[Data items]
[start]
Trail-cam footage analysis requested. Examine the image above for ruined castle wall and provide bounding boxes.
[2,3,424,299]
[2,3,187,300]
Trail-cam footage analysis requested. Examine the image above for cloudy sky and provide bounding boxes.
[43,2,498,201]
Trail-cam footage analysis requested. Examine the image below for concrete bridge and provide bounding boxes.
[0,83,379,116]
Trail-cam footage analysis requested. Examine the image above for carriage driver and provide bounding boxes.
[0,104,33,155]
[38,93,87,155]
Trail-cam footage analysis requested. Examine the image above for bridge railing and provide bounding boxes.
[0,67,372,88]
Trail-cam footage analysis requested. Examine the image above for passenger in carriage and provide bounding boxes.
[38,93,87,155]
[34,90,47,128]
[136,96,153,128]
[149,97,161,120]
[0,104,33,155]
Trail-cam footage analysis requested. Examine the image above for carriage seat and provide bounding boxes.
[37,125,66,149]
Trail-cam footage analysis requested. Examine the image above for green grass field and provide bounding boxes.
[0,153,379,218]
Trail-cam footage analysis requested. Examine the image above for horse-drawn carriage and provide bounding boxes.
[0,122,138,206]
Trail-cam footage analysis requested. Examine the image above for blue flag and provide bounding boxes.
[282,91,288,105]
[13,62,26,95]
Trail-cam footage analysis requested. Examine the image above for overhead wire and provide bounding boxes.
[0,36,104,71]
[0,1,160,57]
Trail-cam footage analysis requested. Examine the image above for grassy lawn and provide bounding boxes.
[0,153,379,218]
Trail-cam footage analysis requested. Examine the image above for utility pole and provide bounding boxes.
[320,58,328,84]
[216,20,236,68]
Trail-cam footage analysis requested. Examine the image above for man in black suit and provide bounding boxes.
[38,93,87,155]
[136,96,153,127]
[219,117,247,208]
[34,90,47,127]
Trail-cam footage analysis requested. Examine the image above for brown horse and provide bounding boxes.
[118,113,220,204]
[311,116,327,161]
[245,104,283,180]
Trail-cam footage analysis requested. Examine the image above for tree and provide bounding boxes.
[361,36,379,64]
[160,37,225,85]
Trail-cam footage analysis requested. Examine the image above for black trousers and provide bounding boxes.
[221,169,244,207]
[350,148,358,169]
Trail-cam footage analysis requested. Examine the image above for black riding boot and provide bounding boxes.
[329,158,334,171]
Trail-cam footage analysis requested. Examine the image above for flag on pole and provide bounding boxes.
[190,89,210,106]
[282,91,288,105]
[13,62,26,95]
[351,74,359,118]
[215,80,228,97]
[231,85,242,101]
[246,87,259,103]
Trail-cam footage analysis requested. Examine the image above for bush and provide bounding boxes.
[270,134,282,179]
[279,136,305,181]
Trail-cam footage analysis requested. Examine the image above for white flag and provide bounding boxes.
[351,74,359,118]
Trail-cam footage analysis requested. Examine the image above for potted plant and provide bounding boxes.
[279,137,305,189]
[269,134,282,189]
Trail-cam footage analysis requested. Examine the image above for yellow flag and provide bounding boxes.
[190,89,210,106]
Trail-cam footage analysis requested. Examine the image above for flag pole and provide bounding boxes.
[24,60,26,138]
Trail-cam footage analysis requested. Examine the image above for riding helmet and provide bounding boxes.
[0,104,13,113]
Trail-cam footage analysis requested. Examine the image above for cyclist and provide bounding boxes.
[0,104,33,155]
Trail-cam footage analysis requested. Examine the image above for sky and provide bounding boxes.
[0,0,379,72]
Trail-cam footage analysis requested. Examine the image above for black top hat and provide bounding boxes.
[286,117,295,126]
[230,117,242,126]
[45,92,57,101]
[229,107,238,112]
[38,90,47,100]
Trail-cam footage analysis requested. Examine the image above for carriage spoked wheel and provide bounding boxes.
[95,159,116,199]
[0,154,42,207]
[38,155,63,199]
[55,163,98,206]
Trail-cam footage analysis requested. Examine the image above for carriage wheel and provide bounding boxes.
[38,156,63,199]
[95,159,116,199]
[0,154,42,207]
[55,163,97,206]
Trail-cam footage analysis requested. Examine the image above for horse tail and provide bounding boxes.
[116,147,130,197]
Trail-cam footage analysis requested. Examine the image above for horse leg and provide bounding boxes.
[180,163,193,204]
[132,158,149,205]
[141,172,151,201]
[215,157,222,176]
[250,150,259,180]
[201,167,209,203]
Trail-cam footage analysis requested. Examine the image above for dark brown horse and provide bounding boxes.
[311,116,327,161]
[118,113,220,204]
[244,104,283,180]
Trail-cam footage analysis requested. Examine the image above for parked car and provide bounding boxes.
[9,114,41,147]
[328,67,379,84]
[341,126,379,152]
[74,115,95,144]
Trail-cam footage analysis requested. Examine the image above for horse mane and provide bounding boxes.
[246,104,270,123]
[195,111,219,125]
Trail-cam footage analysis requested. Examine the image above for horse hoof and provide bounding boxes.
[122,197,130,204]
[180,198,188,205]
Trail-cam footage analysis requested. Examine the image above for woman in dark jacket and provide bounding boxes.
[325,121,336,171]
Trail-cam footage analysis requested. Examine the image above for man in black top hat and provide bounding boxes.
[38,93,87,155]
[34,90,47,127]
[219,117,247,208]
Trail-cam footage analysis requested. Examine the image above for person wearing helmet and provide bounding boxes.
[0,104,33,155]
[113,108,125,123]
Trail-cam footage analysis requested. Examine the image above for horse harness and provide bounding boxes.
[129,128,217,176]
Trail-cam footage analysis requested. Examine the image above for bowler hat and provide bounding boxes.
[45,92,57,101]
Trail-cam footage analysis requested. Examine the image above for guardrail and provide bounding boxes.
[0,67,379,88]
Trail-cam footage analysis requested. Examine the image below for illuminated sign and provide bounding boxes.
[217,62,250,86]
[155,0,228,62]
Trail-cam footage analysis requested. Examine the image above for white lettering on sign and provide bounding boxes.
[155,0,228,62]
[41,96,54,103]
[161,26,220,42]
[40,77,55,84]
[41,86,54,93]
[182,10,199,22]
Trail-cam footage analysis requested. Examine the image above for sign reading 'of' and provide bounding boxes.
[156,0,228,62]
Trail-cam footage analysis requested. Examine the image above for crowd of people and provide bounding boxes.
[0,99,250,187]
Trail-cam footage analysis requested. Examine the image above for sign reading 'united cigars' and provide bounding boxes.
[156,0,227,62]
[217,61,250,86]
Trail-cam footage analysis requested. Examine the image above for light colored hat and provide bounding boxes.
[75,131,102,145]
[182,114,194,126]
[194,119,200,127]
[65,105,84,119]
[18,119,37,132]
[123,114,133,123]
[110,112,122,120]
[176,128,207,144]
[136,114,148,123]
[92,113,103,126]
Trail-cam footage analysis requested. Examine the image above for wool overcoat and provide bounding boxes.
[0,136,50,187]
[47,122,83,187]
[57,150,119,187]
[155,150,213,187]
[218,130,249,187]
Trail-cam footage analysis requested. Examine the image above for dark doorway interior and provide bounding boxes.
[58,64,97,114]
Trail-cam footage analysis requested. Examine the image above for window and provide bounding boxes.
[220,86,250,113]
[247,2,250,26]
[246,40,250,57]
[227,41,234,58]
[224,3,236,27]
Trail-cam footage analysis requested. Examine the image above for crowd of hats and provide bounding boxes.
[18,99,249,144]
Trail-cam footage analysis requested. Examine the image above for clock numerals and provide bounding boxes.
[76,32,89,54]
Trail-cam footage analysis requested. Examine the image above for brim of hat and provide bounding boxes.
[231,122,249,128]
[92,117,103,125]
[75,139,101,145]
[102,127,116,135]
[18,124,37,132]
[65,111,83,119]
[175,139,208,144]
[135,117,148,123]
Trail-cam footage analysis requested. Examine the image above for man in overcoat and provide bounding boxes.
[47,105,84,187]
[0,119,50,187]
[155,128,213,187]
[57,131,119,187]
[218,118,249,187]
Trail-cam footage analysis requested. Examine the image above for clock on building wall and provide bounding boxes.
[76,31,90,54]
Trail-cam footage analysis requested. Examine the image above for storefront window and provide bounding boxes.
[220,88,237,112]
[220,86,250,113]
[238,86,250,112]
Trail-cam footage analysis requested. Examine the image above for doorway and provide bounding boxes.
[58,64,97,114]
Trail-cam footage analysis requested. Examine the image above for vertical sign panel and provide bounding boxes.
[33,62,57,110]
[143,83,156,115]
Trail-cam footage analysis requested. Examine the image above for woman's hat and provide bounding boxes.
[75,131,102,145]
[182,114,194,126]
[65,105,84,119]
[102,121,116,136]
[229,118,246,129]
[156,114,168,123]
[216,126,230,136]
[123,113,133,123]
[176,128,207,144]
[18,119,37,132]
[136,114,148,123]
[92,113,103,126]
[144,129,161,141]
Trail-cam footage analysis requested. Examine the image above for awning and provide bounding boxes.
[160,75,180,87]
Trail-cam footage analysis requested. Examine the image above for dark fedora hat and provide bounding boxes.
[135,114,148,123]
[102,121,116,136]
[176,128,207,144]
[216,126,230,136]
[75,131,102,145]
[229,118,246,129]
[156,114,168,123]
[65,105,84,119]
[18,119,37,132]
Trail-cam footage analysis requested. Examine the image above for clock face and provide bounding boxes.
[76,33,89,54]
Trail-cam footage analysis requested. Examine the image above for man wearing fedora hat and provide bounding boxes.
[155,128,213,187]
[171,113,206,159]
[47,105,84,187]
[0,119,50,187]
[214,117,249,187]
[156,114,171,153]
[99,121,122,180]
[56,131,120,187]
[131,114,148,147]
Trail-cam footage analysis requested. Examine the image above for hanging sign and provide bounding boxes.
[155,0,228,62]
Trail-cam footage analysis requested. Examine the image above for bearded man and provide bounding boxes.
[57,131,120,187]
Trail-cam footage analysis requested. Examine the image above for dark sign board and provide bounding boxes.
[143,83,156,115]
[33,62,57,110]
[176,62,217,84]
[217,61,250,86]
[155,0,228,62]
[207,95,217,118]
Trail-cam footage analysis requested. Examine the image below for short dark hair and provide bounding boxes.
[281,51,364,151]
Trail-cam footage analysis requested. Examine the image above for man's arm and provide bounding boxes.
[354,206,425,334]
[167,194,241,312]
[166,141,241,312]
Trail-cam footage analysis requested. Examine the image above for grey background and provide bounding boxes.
[end]
Stated task: Copy out, unchanged, the lines of the items from the one containing "white flag and provide bounding boxes." through the one containing "[269,134,282,189]", including both of those lines.

Exercise output:
Trail-cam footage analysis requested. Examine the image above for white flag and provide bounding boxes.
[351,74,359,118]
Trail-cam footage analysis requested. Examine the image above for potted plant and provide bounding boxes.
[279,137,305,189]
[269,134,282,189]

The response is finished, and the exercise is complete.